EXERCISE BRIEF: A word-for-word transcription of every record is needed.

EXTRACTED MATERIAL:
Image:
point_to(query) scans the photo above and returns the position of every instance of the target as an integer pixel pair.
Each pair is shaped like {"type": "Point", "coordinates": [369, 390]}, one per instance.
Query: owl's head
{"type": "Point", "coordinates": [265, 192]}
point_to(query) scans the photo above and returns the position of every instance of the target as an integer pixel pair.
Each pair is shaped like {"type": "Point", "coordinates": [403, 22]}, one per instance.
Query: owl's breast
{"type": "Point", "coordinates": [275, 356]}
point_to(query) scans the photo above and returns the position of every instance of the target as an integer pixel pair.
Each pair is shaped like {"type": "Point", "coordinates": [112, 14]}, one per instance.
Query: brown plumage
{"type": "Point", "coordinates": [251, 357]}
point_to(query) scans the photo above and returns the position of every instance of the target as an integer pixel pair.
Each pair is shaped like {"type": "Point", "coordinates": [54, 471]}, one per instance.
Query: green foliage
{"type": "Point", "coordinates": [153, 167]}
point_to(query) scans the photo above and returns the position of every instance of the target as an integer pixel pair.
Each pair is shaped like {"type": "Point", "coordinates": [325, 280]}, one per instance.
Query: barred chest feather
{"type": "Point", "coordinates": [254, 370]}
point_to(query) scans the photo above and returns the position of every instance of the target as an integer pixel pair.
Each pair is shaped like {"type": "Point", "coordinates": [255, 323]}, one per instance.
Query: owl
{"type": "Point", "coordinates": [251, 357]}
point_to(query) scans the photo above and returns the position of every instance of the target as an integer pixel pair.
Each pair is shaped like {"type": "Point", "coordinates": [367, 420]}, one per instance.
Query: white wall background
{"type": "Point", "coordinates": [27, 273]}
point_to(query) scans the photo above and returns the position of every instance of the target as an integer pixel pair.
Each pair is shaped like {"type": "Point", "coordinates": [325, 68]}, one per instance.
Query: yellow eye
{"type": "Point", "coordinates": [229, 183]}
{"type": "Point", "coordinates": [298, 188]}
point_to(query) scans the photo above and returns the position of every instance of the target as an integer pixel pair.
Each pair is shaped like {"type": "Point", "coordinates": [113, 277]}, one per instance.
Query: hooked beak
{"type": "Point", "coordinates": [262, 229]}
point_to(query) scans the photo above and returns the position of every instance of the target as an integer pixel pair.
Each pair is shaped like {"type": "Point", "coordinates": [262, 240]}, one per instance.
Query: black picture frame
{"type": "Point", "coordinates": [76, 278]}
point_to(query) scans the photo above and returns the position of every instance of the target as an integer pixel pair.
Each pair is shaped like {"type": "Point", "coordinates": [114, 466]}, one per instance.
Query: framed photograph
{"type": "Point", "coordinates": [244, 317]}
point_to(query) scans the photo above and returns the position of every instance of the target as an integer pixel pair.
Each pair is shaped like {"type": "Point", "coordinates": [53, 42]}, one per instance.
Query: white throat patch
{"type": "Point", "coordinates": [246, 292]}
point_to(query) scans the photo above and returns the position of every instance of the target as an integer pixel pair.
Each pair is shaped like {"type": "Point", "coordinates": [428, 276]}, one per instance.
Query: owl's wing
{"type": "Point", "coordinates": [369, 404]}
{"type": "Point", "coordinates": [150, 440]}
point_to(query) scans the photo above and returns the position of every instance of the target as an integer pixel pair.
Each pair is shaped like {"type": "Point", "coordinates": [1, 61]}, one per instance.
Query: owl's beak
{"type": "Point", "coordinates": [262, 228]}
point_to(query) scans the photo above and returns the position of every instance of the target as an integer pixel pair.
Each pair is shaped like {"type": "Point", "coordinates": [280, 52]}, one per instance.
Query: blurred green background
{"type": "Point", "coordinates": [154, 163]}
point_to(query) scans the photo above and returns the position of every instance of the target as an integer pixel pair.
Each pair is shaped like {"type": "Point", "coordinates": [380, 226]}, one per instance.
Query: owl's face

YOUR RESPONSE:
Image:
point_to(query) scans the photo above and returns the position of every instance of the target as an integer pixel pair.
Each pair is shaped like {"type": "Point", "coordinates": [369, 390]}, one per instance.
Query: owl's head
{"type": "Point", "coordinates": [265, 192]}
point_to(query) scans the photo above and returns the position of every instance of the target as an integer pixel pair.
Each pair is shaped like {"type": "Point", "coordinates": [403, 22]}, one per instance.
Query: owl's breast
{"type": "Point", "coordinates": [275, 356]}
point_to(query) scans the photo above and returns the position of every instance of the target as an integer pixel pair.
Each pair is shaped like {"type": "Point", "coordinates": [112, 14]}, one per instance.
Query: brown plumage
{"type": "Point", "coordinates": [251, 357]}
point_to(query) scans the photo above and returns the position of every instance of the target as an integer pixel pair.
Each pair is shaped like {"type": "Point", "coordinates": [54, 471]}, one per instance.
Query: green foliage
{"type": "Point", "coordinates": [153, 167]}
point_to(query) scans the photo above and returns the position of every instance of the target as an integer pixel pair.
Each pair is shaped like {"type": "Point", "coordinates": [325, 280]}, one per instance.
Query: barred chest feather
{"type": "Point", "coordinates": [254, 370]}
point_to(query) scans the photo above and returns the position of every instance of the target as an integer pixel pair.
Each pair is shaped like {"type": "Point", "coordinates": [255, 323]}, one per instance.
Query: owl
{"type": "Point", "coordinates": [251, 357]}
point_to(query) scans the photo above and returns the position of every instance of the target as an integer pixel pair.
Each pair is shaped like {"type": "Point", "coordinates": [367, 420]}, one per instance.
Query: white wall background
{"type": "Point", "coordinates": [27, 273]}
point_to(query) scans the photo above and returns the position of every instance of the target as an integer pixel pair.
Each pair is shaped like {"type": "Point", "coordinates": [325, 68]}, one per instance.
Query: yellow eye
{"type": "Point", "coordinates": [229, 183]}
{"type": "Point", "coordinates": [298, 188]}
point_to(query) scans the photo above and returns the position of every instance of the target as an integer pixel pair.
Each pair is shaped like {"type": "Point", "coordinates": [113, 277]}, one per instance.
Query: hooked beak
{"type": "Point", "coordinates": [262, 229]}
point_to(query) scans the photo above and returns the position of every instance of the target as an integer pixel pair.
Each pair is shaped like {"type": "Point", "coordinates": [262, 240]}, one per instance.
Query: black picture frame
{"type": "Point", "coordinates": [76, 278]}
point_to(query) scans the photo above and returns the position of every instance of the target as an integer pixel pair.
Each pair is shaped like {"type": "Point", "coordinates": [114, 466]}, one per instance.
Query: framed photograph
{"type": "Point", "coordinates": [244, 317]}
point_to(query) scans the photo above and returns the position of every instance of the target as an integer pixel pair.
Each pair is shaped like {"type": "Point", "coordinates": [53, 42]}, one per instance.
Query: white throat patch
{"type": "Point", "coordinates": [246, 292]}
point_to(query) scans the photo above and returns the position of every instance of the target as an integer pixel pair.
Each pair is shaped like {"type": "Point", "coordinates": [428, 276]}, one per instance.
Query: owl's wing
{"type": "Point", "coordinates": [369, 404]}
{"type": "Point", "coordinates": [150, 440]}
point_to(query) scans the photo above and returns the position of every instance of the target as an integer pixel pair.
Each pair is shaped like {"type": "Point", "coordinates": [1, 61]}, one per instance.
Query: owl's beak
{"type": "Point", "coordinates": [262, 228]}
point_to(query) scans the photo above and returns the position of every instance of the target as an integer pixel pair.
Each pair is shaped like {"type": "Point", "coordinates": [280, 52]}, one per instance.
Query: blurred green background
{"type": "Point", "coordinates": [154, 163]}
point_to(query) scans the photo above and returns the position of every instance of the target as an integer pixel pair.
Each pair is shaped like {"type": "Point", "coordinates": [380, 226]}, one per instance.
Query: owl's face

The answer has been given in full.